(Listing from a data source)
[start]
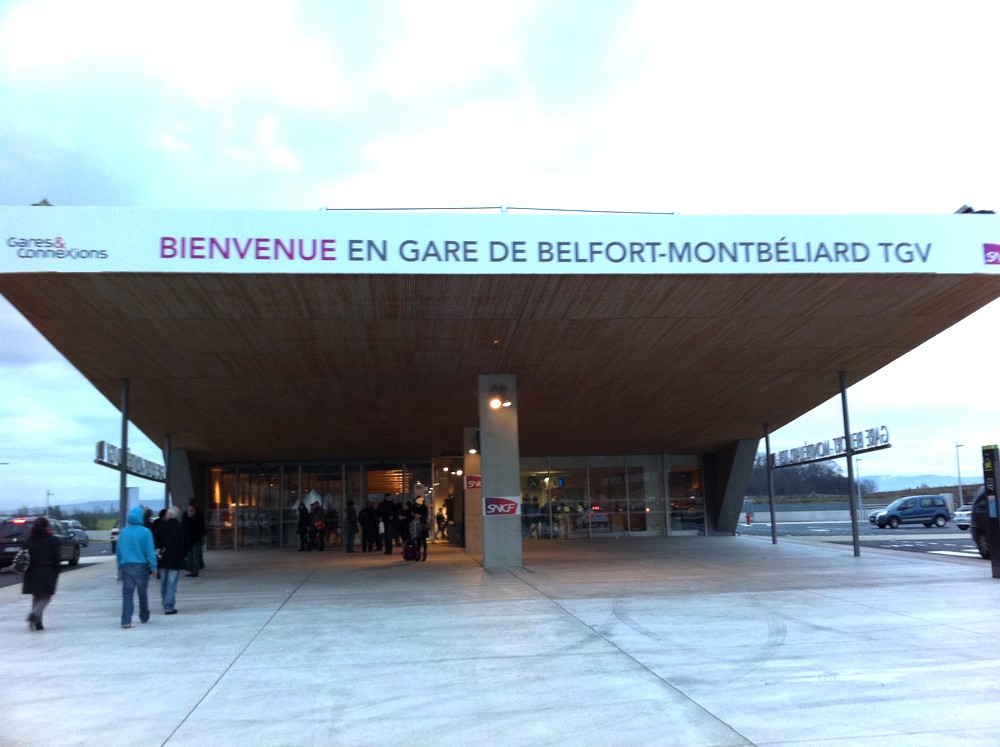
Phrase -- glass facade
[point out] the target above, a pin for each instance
(651, 495)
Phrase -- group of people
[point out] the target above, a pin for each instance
(162, 548)
(382, 525)
(391, 523)
(316, 527)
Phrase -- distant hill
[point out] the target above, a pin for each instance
(66, 508)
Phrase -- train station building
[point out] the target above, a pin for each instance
(534, 376)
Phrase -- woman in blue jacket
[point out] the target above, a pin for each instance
(137, 562)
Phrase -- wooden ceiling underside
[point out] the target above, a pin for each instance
(268, 367)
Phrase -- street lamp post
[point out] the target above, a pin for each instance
(958, 465)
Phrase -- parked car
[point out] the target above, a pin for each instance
[end]
**EXERCISE BRIEF:** Pull every line of the listing above verbatim, leaving the pictures out of your answer.

**EXERCISE OUTPUT:**
Phrase -- glass facade
[point out] the target above, a pin for each instance
(651, 495)
Phrase -- group of people
[point out] the target above, a pin for each instance
(162, 548)
(382, 525)
(391, 523)
(316, 527)
Phrase -- distant hill
[point out] the target above, a pin for each instance
(66, 508)
Phrase -- train station building
[point out] the target above, a pin for each instance
(534, 376)
Phrase -- woman in blue jacket
[point out] the target above, a pin for each instance
(137, 562)
Phrase -- wooden ceiling underside
[point out] the target above, a pin for each instance
(268, 367)
Phrase -- street lamp post
[point out] the target above, a pin for each instance
(958, 465)
Phrase -- parked car
[point out] the target above, a pin for each instance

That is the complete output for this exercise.